DOCUMENT SEGMENT:
○ ○ ○ ○ ○

Biostate AI closes $12m to bring ‘Netflix model’ to molecular diagnostics

By Published On: May 20, 2025Last Updated: May 30, 2025
Biostate AI closes $12m to bring ‘Netflix model’ to molecular diagnostics

AI and RNA sequencing company Biostate AI has announced the successful completion of a $12M Series A funding round, led by Accel.

The funds will support the company’s mission to unlock affordable and integrated precision medicine, starting with RNA sequencing (RNAseq) services for US-based molecular research.

The company’s immediate focus is revolutionising RNAseq accessibility and developing clinically relevant predictive models.

These technologies—and the requisite advances in data quality, integration of molecular data types, and rigorous clinical validation—serve as the foundations for Biostate’s long-term vision: truly personalised therapeutics.

Ashwin Gopinath is co-founder and CTO of Biostate AI and a former MIT assistant professor.

○ ○ ○ ○ ○

STORED DATA:
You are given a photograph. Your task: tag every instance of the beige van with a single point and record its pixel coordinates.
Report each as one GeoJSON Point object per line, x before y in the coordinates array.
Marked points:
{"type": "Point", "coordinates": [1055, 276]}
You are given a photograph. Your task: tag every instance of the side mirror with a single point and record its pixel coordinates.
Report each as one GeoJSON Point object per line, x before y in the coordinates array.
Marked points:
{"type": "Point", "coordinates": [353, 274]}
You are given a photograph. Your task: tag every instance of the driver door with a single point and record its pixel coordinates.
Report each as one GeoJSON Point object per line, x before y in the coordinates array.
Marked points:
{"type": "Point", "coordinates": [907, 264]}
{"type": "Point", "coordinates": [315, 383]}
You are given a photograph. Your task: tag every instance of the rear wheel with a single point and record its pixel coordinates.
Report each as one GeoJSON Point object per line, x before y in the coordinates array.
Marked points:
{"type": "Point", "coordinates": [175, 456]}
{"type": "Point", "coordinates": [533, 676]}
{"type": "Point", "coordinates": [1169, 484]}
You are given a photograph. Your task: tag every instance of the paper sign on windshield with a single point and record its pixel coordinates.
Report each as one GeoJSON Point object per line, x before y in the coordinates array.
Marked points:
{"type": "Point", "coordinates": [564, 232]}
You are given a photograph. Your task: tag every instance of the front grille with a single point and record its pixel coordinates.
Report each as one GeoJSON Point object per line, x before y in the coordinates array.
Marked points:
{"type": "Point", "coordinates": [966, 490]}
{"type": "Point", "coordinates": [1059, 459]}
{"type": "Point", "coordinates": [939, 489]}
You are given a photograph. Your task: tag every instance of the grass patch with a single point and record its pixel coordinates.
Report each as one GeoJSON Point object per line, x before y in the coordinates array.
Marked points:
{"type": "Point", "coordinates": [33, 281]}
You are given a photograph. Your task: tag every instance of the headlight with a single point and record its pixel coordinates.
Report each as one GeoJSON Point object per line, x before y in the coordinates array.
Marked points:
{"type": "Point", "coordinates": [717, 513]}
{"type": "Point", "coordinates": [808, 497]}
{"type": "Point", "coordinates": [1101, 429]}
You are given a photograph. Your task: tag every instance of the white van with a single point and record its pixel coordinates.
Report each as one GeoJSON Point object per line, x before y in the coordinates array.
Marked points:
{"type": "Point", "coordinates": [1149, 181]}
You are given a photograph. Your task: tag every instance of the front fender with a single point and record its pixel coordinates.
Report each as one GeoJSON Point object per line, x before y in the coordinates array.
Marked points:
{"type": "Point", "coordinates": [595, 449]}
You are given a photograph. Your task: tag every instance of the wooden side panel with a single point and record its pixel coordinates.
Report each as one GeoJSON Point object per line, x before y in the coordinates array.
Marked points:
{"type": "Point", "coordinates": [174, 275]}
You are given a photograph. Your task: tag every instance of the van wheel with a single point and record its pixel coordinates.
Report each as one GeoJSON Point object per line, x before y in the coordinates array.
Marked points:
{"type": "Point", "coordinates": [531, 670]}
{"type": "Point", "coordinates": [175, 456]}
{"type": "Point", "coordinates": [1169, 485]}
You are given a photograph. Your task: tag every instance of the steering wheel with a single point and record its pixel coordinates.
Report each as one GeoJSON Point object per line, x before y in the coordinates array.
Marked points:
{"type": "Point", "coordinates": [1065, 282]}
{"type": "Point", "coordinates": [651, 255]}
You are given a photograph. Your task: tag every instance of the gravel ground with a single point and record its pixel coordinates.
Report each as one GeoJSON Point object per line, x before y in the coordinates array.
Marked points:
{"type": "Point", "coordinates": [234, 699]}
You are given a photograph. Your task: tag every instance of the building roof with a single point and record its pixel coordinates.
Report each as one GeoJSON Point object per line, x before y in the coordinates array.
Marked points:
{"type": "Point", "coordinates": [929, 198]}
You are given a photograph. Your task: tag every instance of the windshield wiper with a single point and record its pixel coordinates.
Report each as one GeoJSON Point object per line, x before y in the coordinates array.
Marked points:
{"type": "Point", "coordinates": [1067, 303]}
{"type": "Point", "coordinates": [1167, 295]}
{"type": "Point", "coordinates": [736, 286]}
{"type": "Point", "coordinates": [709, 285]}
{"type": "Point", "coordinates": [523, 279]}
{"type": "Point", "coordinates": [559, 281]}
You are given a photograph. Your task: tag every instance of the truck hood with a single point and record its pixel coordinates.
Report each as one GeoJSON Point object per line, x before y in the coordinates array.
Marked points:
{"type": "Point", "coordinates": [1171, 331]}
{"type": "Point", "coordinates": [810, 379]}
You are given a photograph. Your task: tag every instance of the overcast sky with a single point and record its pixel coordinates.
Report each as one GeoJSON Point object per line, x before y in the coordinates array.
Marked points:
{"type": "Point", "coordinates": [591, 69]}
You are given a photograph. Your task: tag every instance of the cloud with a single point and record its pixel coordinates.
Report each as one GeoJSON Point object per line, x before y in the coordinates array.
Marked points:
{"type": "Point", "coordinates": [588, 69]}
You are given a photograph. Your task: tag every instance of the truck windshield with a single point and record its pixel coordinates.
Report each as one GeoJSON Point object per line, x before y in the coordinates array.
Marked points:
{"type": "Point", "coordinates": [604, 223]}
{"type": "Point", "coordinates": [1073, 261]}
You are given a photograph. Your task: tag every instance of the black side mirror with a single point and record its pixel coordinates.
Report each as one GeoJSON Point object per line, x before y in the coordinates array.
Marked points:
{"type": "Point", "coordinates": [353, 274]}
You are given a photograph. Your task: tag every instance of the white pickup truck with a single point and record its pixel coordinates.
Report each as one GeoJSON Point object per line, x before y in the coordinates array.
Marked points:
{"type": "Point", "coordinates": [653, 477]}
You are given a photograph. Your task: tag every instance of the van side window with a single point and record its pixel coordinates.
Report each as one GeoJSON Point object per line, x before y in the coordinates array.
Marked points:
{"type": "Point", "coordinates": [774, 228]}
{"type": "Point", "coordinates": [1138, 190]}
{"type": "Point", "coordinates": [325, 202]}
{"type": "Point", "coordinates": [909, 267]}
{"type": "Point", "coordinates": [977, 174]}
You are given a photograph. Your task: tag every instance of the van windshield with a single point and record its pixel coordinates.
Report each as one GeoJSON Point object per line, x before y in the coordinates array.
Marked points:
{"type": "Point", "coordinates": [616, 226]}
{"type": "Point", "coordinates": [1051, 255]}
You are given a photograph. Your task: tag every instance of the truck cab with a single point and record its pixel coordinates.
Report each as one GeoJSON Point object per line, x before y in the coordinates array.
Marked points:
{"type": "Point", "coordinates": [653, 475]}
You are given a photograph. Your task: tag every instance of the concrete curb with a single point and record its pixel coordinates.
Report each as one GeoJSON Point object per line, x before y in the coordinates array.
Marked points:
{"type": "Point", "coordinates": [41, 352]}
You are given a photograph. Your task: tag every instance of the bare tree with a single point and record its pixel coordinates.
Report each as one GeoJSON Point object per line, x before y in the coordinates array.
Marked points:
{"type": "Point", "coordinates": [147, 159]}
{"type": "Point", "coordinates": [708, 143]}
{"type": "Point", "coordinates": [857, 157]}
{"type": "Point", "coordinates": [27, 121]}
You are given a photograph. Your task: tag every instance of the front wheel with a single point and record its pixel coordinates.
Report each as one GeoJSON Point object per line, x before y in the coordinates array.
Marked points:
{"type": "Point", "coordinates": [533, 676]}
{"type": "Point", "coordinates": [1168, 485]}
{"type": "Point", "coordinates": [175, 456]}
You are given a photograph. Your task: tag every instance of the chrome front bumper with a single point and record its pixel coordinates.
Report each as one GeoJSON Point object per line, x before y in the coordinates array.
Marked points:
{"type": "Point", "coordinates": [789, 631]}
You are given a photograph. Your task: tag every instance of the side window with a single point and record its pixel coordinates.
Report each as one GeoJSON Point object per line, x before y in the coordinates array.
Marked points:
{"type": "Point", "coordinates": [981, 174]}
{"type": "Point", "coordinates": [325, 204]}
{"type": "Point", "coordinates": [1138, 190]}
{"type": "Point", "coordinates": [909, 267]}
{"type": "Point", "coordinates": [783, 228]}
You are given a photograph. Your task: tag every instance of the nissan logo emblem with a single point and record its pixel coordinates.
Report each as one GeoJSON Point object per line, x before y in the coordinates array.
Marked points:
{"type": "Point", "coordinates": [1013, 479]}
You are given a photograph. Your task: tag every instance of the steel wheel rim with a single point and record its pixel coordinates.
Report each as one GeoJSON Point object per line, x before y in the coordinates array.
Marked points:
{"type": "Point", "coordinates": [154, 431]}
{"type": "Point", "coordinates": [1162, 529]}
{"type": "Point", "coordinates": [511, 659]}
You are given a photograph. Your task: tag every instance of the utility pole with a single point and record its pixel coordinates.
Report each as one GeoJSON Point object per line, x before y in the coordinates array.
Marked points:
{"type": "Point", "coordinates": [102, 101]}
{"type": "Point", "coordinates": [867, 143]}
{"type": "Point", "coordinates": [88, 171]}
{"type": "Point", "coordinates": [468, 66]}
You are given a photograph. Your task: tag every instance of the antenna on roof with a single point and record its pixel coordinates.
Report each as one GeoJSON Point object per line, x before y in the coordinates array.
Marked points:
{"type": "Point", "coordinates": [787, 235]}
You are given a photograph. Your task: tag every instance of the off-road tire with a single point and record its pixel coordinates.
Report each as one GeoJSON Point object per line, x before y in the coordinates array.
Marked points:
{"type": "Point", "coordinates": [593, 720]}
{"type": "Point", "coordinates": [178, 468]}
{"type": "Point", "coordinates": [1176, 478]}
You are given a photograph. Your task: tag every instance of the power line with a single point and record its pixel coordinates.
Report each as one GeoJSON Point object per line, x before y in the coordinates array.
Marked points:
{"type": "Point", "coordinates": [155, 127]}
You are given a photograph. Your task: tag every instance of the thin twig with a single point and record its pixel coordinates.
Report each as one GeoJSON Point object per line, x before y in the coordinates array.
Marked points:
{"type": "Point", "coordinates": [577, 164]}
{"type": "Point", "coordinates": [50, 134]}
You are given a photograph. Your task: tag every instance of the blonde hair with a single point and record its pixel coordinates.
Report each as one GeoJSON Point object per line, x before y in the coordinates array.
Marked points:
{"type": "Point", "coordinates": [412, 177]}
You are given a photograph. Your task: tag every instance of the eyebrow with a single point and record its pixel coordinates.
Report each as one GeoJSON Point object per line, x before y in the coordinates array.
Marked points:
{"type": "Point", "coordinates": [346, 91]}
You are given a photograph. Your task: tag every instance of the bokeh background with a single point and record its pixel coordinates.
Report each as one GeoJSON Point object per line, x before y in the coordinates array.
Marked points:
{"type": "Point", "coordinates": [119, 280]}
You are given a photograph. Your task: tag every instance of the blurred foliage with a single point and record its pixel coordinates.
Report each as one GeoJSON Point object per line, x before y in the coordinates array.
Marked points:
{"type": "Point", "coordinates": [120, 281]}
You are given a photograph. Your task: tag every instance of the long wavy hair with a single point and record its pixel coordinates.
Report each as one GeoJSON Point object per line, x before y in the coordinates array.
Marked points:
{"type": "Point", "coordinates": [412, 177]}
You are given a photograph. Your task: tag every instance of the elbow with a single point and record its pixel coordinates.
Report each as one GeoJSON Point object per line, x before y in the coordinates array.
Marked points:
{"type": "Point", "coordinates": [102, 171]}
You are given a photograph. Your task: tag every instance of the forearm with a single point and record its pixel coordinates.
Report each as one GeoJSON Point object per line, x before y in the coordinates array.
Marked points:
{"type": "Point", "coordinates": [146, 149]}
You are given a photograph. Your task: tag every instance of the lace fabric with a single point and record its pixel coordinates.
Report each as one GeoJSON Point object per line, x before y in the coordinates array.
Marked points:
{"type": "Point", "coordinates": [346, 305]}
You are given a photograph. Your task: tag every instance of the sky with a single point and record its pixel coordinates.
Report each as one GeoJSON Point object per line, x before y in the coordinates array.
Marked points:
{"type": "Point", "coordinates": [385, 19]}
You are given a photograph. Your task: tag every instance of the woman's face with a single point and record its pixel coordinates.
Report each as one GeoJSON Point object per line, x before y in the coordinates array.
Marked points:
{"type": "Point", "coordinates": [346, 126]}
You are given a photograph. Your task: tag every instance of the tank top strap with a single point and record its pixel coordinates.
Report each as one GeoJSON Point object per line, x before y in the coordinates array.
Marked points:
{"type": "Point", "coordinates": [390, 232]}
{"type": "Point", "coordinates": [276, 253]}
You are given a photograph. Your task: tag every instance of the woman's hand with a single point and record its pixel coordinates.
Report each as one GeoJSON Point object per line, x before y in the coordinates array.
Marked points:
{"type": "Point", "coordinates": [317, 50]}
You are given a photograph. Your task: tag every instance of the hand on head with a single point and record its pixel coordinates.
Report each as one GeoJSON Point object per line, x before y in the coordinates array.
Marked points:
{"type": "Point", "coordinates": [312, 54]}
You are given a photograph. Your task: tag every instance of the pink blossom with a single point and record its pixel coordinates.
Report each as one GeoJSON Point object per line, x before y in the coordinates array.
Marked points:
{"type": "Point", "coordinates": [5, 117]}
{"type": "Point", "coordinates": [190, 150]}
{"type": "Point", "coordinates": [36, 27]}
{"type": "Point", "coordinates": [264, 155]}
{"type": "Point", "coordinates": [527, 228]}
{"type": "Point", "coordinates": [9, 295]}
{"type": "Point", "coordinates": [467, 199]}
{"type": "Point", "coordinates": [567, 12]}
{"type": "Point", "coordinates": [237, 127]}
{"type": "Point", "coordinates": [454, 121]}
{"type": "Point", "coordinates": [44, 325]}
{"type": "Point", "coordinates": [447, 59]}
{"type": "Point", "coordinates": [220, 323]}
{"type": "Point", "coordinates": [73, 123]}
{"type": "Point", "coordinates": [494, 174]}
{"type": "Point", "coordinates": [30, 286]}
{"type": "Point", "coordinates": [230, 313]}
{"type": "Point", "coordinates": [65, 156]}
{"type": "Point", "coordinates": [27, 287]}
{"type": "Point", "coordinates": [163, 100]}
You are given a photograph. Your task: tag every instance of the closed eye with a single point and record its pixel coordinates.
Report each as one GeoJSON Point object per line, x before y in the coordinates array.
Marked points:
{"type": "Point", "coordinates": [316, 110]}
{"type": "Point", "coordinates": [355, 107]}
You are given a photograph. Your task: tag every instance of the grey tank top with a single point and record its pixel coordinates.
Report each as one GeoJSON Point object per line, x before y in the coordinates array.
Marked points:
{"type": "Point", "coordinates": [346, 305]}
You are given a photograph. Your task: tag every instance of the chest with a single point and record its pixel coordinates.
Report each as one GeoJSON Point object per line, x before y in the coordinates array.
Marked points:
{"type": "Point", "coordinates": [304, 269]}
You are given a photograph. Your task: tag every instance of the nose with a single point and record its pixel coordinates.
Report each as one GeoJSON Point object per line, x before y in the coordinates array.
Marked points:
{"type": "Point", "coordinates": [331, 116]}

○ ○ ○ ○ ○

WHAT IS EXPECTED: In the article about Biostate AI's funding, which firm led the $12M Series A round?

OUTPUT FOR THIS TASK: Accel